- WHAT IS BEING ASKED -
Copy every one of the lines below word for word, in the same order.
_ _ _ _ _
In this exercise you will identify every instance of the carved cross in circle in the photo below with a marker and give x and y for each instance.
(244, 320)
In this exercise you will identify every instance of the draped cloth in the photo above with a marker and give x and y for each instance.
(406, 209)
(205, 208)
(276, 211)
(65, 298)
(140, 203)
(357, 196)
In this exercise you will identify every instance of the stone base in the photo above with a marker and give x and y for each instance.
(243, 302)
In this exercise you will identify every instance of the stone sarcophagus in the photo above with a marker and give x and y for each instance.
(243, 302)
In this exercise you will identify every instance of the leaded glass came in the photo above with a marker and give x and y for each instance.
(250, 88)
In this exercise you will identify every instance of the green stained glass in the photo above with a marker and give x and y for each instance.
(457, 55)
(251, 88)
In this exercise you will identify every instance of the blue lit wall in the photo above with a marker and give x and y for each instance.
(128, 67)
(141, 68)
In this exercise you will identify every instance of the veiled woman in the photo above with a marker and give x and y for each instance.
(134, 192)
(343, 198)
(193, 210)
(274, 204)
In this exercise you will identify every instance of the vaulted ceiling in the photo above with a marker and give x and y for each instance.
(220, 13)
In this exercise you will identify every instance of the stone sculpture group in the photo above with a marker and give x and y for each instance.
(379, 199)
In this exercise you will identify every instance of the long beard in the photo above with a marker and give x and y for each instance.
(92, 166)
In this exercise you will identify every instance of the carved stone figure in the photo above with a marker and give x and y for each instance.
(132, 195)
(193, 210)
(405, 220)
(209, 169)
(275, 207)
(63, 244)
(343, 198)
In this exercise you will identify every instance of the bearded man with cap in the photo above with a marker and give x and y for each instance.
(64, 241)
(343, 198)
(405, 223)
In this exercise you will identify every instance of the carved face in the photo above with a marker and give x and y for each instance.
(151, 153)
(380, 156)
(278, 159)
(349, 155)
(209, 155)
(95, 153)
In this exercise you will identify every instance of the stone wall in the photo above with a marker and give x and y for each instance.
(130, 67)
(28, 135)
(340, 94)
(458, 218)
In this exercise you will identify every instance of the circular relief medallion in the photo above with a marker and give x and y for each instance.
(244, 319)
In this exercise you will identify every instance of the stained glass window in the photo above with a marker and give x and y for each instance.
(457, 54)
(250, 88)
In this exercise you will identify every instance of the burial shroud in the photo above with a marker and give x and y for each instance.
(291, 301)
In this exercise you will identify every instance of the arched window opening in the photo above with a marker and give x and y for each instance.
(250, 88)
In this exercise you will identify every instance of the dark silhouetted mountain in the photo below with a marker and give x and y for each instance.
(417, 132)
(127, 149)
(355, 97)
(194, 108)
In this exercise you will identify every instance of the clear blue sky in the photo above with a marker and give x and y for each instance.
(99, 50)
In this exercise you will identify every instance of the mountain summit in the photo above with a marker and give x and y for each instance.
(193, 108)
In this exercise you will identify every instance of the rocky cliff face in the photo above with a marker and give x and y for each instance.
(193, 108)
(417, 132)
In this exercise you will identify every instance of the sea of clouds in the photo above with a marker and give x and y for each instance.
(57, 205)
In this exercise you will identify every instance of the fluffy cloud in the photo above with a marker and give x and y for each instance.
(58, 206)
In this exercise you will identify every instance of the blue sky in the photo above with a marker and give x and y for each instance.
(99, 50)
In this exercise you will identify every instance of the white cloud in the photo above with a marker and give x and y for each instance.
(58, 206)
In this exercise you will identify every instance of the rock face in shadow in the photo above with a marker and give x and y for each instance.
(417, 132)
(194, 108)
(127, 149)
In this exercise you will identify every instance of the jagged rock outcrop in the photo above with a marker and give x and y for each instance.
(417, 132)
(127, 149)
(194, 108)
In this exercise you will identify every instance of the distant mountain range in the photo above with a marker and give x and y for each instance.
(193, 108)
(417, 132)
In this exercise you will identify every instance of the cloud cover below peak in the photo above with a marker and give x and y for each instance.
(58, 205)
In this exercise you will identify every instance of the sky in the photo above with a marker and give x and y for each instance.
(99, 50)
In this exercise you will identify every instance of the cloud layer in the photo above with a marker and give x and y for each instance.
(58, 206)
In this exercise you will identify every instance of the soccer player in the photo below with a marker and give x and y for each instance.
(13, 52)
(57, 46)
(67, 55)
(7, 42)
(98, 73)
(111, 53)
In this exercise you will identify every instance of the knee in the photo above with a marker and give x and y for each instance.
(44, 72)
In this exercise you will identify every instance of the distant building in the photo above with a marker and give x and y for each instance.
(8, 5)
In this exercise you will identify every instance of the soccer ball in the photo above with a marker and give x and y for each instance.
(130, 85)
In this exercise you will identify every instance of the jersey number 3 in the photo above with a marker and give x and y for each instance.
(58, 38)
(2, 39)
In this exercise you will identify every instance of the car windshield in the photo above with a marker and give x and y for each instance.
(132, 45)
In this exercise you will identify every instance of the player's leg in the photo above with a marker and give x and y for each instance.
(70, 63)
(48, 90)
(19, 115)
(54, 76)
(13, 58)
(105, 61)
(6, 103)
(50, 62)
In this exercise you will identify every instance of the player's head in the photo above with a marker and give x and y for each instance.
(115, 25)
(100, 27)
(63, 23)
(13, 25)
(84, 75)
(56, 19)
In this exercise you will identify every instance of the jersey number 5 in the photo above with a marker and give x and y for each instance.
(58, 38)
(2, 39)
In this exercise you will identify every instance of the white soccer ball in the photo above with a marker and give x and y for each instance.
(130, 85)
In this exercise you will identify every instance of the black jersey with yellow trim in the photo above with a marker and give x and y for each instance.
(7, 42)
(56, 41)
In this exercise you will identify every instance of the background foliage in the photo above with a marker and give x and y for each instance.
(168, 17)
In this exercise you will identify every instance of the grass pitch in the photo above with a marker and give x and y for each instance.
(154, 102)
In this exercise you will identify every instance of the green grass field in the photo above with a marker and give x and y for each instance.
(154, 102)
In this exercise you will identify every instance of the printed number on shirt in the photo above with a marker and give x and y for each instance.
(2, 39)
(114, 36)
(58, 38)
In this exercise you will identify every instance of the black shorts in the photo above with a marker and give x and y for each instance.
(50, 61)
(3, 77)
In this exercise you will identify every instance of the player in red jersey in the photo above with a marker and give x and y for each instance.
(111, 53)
_ _ _ _ _
- ANSWER TO THE EXERCISE -
In this exercise you will identify every instance of the carved cross in circle in the photo below with a marker and give x and y for each instance.
(244, 320)
In this exercise you will identify every instance of the draped cloth in the photo above with a marker and give x and y for each instance.
(406, 209)
(205, 208)
(276, 211)
(65, 298)
(140, 203)
(357, 196)
In this exercise you will identify every instance of the stone base in the photo above with a marker and give x and y for each instance.
(243, 302)
In this exercise you will identify every instance of the stone sarcophagus in the photo above with a marker and give x and y for each instance.
(243, 302)
In this exercise you will identify every instance of the leaded glass came in the photo above with a marker and give x and y for each instance.
(250, 88)
In this exercise you will identify every instance of the green stained glass in the photo above with a marker and give x and y for each instance.
(457, 55)
(251, 88)
In this exercise you will identify every instance of the blue lit wall in the photo above with a marker and give x and y for each instance.
(128, 67)
(141, 68)
In this exercise you will identify every instance of the veiled woman in the photo above with a marker and give x and y for each instance.
(134, 192)
(343, 198)
(193, 210)
(274, 204)
In this exercise you will identify every instance of the vaulted ceiling in the photo above with a marker and give x and y for each instance.
(220, 13)
In this exercise you will identify every instance of the stone sculpture group in the photo above with a marker and give x and y for each instance.
(379, 199)
In this exercise you will identify every instance of the long beard in the photo above with a marker and give x and y for each instance.
(92, 166)
In this exercise you will identify every instance of the carved stone figure in the photo above with a marker and give x and y for each instance.
(132, 195)
(193, 210)
(405, 220)
(209, 169)
(275, 207)
(63, 244)
(343, 198)
In this exercise you will identify every instance of the bearded man with cap in the photo above with a marker and give x and y for each instance.
(64, 241)
(343, 198)
(405, 223)
In this exercise you will identify every instance of the carved face in the photo above with a marker and give x and y for each instance.
(151, 153)
(380, 156)
(278, 159)
(349, 155)
(209, 155)
(95, 153)
In this exercise you will identify every instance of the stone wall in the photo above with a marker and give x and y for each instance.
(130, 67)
(28, 135)
(340, 94)
(458, 218)
In this exercise you will identify every instance of the circular relief medallion in the photo above with a marker and give x and y for each instance.
(244, 319)
In this exercise you will identify every instance of the stained glass window in the photo above with a marker and give x and y for each instance.
(457, 54)
(250, 88)
In this exercise you will identify every instance of the burial shroud in the photo above with a marker and give x and y for each instance.
(291, 301)
In this exercise you will identify every instance of the arched window opening in the photo above with a marker and give x and y for each instance.
(250, 88)
In this exercise you will identify every instance of the dark silhouetted mountain in the photo below with a marker and give x and y for each instance.
(417, 132)
(127, 149)
(355, 97)
(194, 108)
In this exercise you will identify every instance of the clear blue sky in the photo above with a marker and give x and y for each instance.
(99, 50)
In this exercise you will identify every instance of the mountain summit in the photo above with a marker and give x and y for each instance.
(193, 108)
In this exercise you will identify every instance of the rocky cliff face in the photo above with a marker and give x and y for each instance.
(193, 108)
(417, 132)
In this exercise you will identify every instance of the sea of clouds in the photo above with a marker and give x and y for each instance.
(57, 205)
In this exercise you will identify every instance of the fluffy cloud in the photo above with a marker and give x and y for each instance.
(58, 206)
In this exercise you will identify every instance of the blue sky in the photo above with a marker and give x and y for each instance.
(99, 50)
In this exercise you will identify every instance of the white cloud in the photo above with a marker and give x and y for each instance.
(58, 206)
In this exercise you will identify every instance of the rock face in shadow in the photo above with a marker and give x and y for each instance.
(417, 132)
(194, 108)
(127, 149)
In this exercise you will identify every instance of the jagged rock outcrop in the photo above with a marker and give x and y for each instance.
(417, 132)
(127, 149)
(194, 108)
In this exercise you will identify every instance of the distant mountain range in the photo above with a marker and give x and y for each instance.
(193, 108)
(417, 132)
In this exercise you will identify every instance of the cloud cover below peak in the photo above with a marker and give x and y for each instance.
(58, 205)
In this exercise you will identify every instance of the sky in the photo above with a marker and give x and y for each instance.
(99, 50)
In this exercise you will identify every instance of the cloud layer in the photo above with a marker and give x and y for each instance.
(58, 206)
In this exercise you will identify every instance of the soccer player in the photo below with a marker and give x and y for each instance.
(13, 52)
(57, 46)
(67, 55)
(7, 42)
(98, 73)
(111, 53)
In this exercise you will identify every instance of the knee in the photo above with a marker and give x and y for each instance.
(44, 72)
In this exercise you will identify every instance of the distant building in the photo above with a marker and give x and y for each instance.
(8, 5)
In this exercise you will identify every instance of the soccer ball in the photo above with a marker and give x and y for each instance.
(130, 85)
In this exercise you will identify every instance of the jersey number 3 in the photo above with a marker and give x and y for each instance.
(58, 38)
(2, 39)
In this exercise you will identify every instance of the car windshield in the photo above with a marker and give x and y for each instance.
(132, 45)
In this exercise you will identify every instance of the player's leg in the photo above with a marker and give x and y for each instance.
(70, 63)
(48, 90)
(19, 115)
(54, 76)
(13, 58)
(105, 61)
(6, 103)
(50, 62)
In this exercise you will identify every instance of the player's head in the photo above with a marker and give x and y for each instance.
(115, 25)
(100, 27)
(63, 23)
(13, 25)
(84, 75)
(56, 19)
In this exercise you will identify every instance of the jersey number 5 in the photo above with a marker and give x and y for each instance.
(58, 38)
(2, 39)
In this exercise you will identify every instance of the white soccer ball in the photo above with a marker and give x and y for each instance.
(130, 85)
In this exercise you will identify every instance of the black jersey with yellow trim in the photo above with a marker and give x and y for each instance.
(7, 42)
(56, 41)
In this exercise you will identify every instance of the background foliage in the photo above with a marker and give x and y for each instance.
(168, 17)
In this exercise you will identify every instance of the grass pitch in the photo above with a marker and give x and y for each instance.
(154, 102)
In this exercise you will identify every instance of the green grass field in the photo above with a marker and give x and y for each instance.
(154, 102)
In this exercise you will identify every instance of the printed number on shirt in the photo above with a marker and give x and y for each instance.
(2, 39)
(114, 36)
(58, 38)
In this exercise you will identify every instance of the black shorts in the photo above with a marker and give x and y for each instance.
(50, 61)
(3, 77)
In this exercise you will identify every instance of the player in red jersey in the photo above with a marker and give x and y for each instance.
(111, 53)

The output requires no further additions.